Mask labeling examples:
====

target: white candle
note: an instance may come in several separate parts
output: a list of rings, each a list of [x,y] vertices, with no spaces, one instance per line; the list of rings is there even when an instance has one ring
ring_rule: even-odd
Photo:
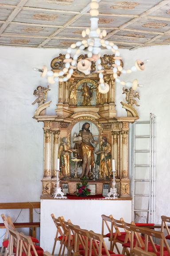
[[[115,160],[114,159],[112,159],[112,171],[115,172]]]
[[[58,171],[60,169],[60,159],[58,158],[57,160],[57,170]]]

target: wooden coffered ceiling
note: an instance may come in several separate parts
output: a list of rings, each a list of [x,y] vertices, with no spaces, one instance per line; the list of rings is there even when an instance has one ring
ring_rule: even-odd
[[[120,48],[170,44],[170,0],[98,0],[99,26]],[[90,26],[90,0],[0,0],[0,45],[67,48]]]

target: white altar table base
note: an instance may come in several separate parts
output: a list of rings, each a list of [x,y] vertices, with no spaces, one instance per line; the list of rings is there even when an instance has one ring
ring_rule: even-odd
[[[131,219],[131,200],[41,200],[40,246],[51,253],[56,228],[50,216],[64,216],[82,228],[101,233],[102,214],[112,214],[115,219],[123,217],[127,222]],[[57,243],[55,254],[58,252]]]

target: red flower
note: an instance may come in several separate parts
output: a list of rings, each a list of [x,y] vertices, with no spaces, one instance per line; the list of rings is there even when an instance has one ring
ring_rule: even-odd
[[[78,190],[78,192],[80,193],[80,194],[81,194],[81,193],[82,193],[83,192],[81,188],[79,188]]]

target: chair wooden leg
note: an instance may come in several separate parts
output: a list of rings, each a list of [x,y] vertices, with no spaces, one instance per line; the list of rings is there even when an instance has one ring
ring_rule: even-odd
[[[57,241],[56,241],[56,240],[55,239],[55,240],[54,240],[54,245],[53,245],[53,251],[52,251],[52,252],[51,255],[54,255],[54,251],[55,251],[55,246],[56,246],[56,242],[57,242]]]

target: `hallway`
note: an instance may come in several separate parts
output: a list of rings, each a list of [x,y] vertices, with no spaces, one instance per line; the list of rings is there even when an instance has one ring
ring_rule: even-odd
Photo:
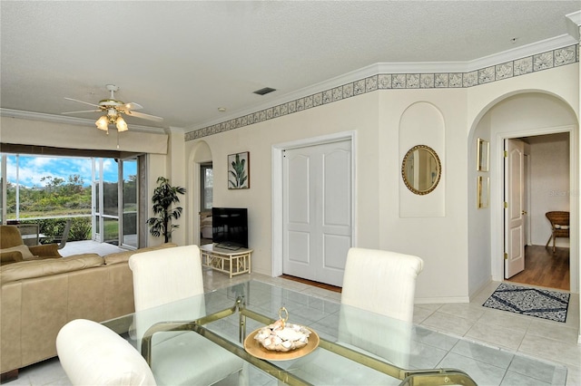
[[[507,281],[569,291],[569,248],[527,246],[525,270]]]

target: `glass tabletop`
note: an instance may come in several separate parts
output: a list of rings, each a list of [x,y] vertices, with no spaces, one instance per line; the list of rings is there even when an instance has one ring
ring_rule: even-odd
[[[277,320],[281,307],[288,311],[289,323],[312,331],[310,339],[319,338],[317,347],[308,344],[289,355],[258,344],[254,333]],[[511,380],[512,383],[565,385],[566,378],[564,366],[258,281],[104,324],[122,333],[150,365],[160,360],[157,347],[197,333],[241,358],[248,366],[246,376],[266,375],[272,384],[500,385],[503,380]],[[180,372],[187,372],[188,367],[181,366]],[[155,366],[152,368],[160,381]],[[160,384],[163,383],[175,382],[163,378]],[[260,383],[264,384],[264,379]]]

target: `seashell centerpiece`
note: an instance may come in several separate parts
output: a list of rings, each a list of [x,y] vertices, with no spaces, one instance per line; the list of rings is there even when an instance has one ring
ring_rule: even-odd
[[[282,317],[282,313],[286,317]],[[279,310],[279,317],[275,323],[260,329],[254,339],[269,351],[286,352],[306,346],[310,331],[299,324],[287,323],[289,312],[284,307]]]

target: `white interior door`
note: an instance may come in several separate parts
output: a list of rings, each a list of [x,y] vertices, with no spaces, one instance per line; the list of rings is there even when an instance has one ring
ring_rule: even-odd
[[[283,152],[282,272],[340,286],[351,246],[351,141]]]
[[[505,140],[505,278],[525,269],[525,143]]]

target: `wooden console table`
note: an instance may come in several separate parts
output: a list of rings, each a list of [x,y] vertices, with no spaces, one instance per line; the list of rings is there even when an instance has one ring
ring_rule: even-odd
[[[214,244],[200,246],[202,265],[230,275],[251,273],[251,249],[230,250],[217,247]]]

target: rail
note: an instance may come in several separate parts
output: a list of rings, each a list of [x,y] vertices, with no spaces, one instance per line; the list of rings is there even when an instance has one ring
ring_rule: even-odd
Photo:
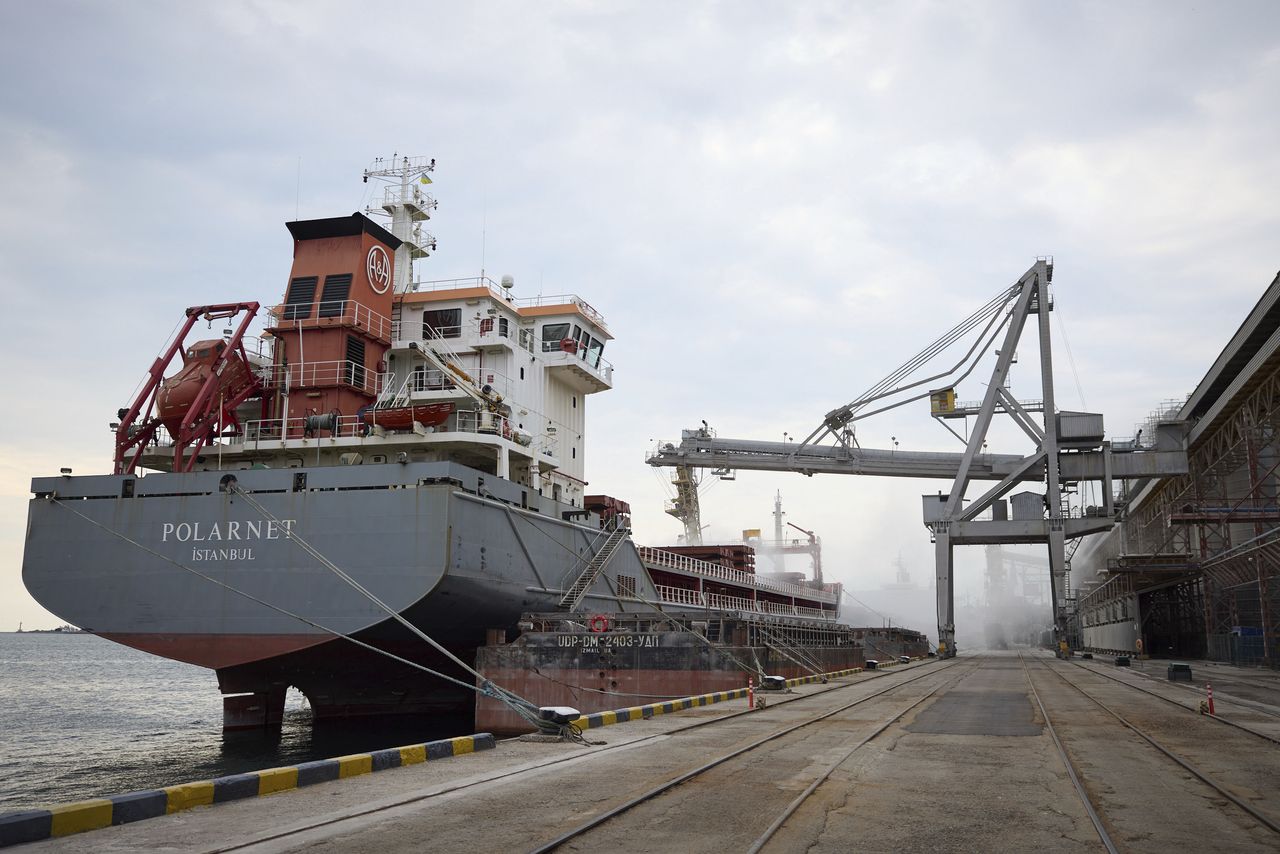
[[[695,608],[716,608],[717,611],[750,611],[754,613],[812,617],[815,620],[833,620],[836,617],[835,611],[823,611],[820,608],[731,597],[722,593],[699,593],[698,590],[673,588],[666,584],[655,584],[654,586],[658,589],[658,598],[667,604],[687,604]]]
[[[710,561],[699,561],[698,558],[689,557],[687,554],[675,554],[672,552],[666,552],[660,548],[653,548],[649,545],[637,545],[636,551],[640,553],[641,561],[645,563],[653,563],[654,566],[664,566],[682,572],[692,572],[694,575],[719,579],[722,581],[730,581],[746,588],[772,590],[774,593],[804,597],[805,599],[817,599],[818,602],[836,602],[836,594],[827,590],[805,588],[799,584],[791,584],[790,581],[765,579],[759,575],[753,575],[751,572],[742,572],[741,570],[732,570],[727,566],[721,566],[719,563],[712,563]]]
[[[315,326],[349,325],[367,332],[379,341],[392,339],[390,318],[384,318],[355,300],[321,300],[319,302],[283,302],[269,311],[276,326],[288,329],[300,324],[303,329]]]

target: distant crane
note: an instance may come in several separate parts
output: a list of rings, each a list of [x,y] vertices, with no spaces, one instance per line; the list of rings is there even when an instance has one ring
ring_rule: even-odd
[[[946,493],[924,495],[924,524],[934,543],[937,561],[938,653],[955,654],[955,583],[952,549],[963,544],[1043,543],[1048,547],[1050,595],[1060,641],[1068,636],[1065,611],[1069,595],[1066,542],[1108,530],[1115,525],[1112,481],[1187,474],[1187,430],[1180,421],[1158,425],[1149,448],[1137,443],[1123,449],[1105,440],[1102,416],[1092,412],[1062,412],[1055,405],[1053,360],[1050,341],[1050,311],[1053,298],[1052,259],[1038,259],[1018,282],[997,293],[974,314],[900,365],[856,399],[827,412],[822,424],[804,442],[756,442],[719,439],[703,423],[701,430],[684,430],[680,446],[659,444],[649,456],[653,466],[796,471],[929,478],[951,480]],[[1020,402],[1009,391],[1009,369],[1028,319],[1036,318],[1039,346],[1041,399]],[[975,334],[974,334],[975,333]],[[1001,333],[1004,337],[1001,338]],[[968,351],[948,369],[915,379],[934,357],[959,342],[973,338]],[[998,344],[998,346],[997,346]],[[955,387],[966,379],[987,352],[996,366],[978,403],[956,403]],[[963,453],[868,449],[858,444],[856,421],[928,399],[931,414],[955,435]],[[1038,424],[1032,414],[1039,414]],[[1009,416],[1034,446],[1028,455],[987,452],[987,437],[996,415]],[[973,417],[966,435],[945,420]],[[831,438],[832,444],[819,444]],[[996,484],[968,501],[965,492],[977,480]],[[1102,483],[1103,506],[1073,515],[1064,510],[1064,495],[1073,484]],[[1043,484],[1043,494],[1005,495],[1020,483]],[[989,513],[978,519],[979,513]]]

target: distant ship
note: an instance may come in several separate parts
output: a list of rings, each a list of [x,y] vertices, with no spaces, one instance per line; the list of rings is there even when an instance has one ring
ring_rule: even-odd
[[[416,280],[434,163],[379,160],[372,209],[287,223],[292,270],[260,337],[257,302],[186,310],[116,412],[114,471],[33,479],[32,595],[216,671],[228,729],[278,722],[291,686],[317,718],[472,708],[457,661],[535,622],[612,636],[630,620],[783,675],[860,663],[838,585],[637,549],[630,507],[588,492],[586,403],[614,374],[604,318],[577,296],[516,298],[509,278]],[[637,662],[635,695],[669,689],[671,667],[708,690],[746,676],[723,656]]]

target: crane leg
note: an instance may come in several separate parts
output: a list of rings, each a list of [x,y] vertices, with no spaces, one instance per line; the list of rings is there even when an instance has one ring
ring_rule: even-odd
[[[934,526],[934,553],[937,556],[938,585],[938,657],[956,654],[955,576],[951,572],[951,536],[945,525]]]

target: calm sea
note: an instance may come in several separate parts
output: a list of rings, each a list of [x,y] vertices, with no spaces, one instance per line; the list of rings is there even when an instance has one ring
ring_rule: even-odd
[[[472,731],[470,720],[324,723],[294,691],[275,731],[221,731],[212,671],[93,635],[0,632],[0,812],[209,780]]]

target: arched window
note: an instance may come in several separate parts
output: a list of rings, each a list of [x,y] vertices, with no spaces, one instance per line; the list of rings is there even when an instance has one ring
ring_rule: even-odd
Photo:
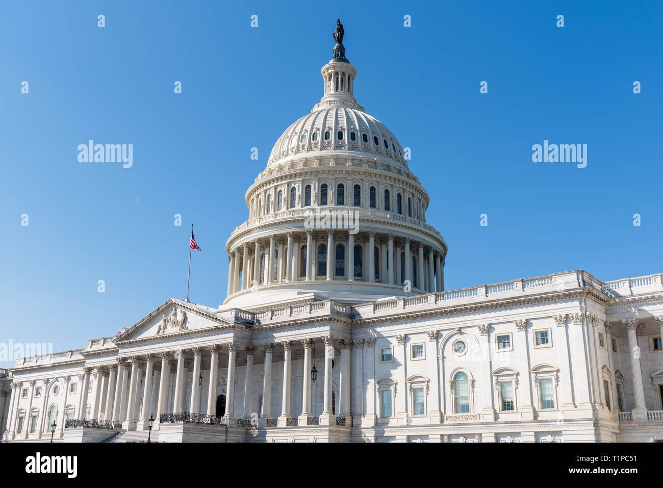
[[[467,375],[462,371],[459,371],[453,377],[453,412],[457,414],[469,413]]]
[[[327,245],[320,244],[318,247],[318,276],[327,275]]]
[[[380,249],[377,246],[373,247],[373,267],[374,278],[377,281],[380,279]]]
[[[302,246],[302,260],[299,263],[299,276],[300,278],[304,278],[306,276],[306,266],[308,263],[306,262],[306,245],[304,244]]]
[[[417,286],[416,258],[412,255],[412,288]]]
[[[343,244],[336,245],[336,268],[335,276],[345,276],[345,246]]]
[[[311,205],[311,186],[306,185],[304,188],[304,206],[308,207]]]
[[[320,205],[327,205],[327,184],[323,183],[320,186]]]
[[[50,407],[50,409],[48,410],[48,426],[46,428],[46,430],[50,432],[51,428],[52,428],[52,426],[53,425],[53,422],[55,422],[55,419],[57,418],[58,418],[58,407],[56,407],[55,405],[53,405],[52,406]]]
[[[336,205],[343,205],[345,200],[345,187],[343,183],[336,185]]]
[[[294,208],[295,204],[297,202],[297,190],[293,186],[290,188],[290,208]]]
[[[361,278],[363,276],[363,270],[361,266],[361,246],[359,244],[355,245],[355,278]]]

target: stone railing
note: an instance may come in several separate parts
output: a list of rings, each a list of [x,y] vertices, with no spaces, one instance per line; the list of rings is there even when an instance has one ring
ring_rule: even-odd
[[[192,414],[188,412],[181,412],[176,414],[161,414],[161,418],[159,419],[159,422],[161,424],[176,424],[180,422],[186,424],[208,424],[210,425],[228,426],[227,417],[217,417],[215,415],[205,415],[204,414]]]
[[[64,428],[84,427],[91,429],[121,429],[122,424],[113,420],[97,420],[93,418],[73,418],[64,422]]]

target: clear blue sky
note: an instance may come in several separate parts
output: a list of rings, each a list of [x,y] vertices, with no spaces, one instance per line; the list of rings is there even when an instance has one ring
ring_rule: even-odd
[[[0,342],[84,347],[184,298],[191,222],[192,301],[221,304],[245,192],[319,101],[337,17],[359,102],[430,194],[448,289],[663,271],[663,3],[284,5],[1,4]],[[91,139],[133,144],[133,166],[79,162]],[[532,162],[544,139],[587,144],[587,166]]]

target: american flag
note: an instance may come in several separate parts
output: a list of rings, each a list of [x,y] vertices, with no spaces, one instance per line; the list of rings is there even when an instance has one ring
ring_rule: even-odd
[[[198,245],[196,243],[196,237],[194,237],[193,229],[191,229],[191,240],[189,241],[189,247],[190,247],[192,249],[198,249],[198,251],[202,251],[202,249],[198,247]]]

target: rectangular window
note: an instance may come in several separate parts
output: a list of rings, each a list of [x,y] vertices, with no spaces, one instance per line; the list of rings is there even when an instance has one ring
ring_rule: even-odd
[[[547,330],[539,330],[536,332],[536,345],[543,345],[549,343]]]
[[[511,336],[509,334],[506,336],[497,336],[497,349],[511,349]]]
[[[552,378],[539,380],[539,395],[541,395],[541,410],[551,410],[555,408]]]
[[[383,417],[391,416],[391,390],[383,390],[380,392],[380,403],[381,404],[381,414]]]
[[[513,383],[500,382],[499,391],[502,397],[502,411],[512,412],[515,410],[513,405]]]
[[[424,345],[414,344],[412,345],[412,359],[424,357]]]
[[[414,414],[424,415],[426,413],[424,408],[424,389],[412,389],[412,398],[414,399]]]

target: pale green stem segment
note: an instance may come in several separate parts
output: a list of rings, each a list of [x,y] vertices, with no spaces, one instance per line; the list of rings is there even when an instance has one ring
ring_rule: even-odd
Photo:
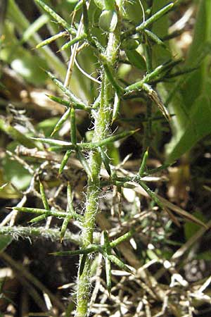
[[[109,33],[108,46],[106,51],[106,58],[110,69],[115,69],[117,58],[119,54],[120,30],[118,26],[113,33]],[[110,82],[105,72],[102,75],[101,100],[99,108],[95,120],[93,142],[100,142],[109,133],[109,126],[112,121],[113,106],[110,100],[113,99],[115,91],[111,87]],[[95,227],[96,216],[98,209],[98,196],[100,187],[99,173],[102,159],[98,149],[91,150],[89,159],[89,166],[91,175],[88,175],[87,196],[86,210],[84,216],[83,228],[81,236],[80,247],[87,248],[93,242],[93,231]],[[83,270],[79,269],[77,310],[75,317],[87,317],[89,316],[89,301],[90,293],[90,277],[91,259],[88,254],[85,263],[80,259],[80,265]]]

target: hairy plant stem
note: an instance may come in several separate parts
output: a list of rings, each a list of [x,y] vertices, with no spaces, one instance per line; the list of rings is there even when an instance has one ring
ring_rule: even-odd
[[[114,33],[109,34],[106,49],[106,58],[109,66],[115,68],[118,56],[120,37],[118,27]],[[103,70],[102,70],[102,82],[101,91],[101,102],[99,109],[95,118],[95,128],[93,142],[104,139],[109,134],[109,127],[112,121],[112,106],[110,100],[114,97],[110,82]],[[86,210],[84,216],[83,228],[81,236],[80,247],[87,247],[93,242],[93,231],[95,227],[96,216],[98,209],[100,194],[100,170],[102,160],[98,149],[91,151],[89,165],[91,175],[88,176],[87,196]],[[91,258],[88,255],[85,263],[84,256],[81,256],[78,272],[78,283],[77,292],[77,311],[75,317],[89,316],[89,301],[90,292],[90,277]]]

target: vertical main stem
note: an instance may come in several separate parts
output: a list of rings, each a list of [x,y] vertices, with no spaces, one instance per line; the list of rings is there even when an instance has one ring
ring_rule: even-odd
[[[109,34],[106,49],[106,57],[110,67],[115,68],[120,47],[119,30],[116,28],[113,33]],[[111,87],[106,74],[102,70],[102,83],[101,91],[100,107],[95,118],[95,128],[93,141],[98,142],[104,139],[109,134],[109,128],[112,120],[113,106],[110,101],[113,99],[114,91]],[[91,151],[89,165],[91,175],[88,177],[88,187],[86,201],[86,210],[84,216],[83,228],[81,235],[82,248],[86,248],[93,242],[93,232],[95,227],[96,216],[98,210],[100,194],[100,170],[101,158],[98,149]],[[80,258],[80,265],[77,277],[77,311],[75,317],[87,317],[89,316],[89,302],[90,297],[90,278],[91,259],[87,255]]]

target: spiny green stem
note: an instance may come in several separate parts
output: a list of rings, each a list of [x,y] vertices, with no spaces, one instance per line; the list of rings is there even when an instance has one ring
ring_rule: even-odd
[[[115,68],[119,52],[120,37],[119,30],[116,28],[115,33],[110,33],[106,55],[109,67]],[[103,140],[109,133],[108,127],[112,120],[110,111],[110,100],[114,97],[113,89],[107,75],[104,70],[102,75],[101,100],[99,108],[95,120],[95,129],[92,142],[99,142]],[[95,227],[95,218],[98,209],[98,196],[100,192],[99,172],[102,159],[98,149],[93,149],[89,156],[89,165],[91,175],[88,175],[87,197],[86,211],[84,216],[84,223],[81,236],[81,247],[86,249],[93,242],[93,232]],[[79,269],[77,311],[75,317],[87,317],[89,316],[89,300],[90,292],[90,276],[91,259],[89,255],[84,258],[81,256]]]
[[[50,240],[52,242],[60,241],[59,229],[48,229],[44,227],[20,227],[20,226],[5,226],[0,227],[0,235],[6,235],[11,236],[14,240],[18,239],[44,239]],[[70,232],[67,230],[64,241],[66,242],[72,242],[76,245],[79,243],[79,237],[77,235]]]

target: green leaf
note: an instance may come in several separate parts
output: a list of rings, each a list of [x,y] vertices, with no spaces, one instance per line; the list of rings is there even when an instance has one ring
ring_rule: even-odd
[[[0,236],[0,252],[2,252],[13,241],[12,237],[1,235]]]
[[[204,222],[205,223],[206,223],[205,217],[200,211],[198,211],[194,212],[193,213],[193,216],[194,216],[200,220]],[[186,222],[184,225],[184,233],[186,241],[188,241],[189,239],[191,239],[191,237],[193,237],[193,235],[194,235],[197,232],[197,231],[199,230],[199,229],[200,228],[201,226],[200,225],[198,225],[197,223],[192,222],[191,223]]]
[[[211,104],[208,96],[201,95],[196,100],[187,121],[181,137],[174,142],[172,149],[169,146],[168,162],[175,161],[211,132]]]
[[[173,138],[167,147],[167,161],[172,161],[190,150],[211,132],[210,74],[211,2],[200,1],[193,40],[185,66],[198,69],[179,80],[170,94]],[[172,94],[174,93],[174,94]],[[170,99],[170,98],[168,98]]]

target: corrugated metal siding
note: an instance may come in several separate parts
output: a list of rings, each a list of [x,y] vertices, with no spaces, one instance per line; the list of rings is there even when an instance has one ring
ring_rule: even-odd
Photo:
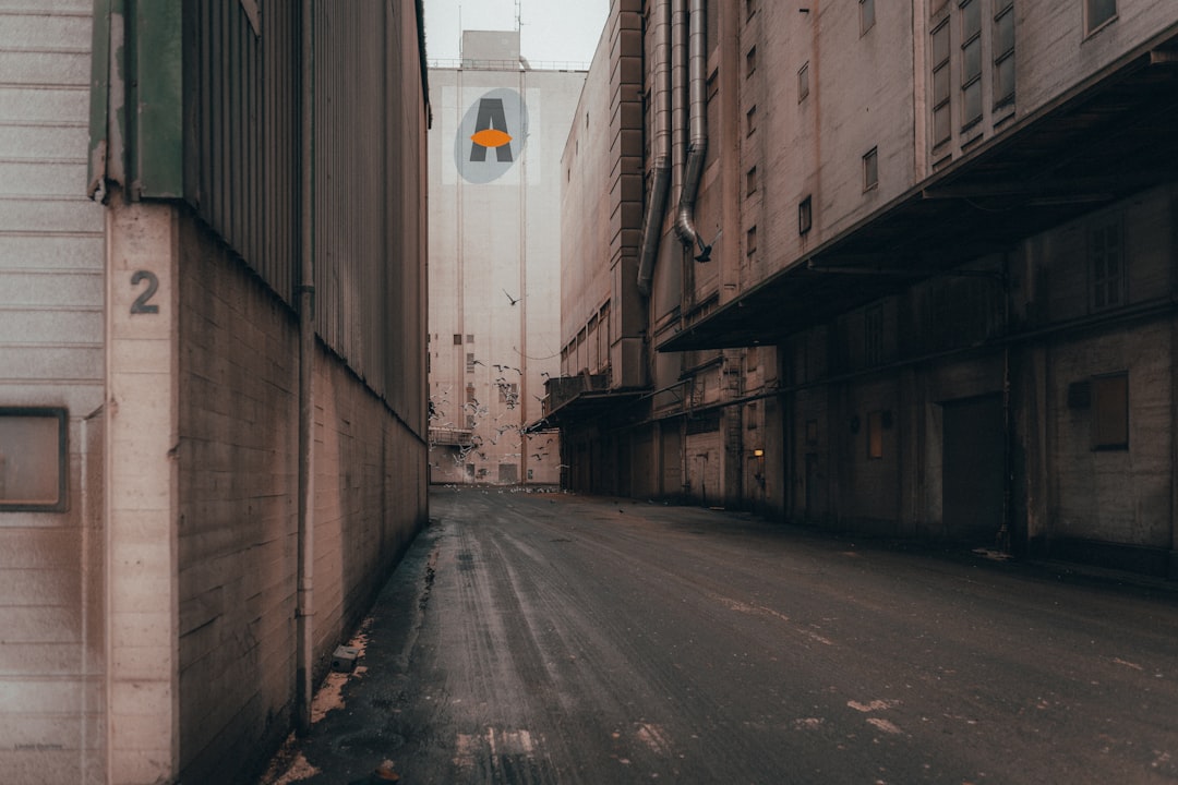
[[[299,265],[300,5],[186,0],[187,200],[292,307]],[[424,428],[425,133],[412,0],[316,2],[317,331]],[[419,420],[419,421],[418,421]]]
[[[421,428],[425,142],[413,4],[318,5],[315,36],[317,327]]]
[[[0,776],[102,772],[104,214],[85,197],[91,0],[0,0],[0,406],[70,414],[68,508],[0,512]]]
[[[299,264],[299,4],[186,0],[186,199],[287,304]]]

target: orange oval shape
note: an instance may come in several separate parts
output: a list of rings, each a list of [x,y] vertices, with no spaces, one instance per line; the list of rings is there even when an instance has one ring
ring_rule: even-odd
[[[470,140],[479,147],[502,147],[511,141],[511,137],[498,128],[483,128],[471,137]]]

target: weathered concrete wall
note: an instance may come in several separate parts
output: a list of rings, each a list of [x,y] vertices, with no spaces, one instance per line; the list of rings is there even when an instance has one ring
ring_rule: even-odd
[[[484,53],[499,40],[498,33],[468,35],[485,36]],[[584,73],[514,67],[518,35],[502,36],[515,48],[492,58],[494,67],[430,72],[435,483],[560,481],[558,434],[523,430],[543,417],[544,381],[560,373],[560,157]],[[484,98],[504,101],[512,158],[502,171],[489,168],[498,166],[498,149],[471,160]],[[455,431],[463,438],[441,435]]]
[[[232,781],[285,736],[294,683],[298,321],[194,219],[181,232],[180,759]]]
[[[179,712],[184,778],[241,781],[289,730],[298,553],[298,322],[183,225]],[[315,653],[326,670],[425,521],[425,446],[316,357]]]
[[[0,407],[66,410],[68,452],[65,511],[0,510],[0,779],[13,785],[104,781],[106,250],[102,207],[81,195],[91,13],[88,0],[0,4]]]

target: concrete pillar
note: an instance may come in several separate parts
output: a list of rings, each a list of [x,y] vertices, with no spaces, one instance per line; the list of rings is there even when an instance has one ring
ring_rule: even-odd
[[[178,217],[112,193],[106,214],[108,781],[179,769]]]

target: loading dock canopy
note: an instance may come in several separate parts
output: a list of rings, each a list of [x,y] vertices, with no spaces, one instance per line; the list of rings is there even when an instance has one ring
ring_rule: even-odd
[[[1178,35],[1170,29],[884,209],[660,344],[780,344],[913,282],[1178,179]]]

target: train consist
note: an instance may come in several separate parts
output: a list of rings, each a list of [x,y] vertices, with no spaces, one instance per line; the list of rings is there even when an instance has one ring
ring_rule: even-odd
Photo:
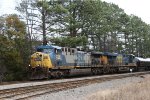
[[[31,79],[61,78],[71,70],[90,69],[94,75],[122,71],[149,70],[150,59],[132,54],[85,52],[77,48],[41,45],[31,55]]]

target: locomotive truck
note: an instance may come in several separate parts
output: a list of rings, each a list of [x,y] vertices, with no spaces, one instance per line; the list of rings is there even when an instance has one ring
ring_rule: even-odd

====

Task prompt:
From the line containing "target: train consist" through the last line of the material above, write out each line exactly, leaving aside all pictures.

Exercise output:
target: train consist
note: an instance may come in several separate parts
output: a list of rings, each a list of [x,y] vertices, with no spaces, one instance per line; the list of rings is there even when an instance has one ring
ring_rule: even-odd
Photo:
[[[31,79],[61,78],[71,70],[90,69],[94,75],[122,71],[149,70],[150,59],[132,54],[85,52],[77,48],[41,45],[31,55]]]

target: locomotive truck
note: an instance may come in several separate parts
output: a list of rings, each a list of [x,y] vertices, with no spaces, one instance per line; the list of rings is there even when an instance has one ring
ring_rule: even-odd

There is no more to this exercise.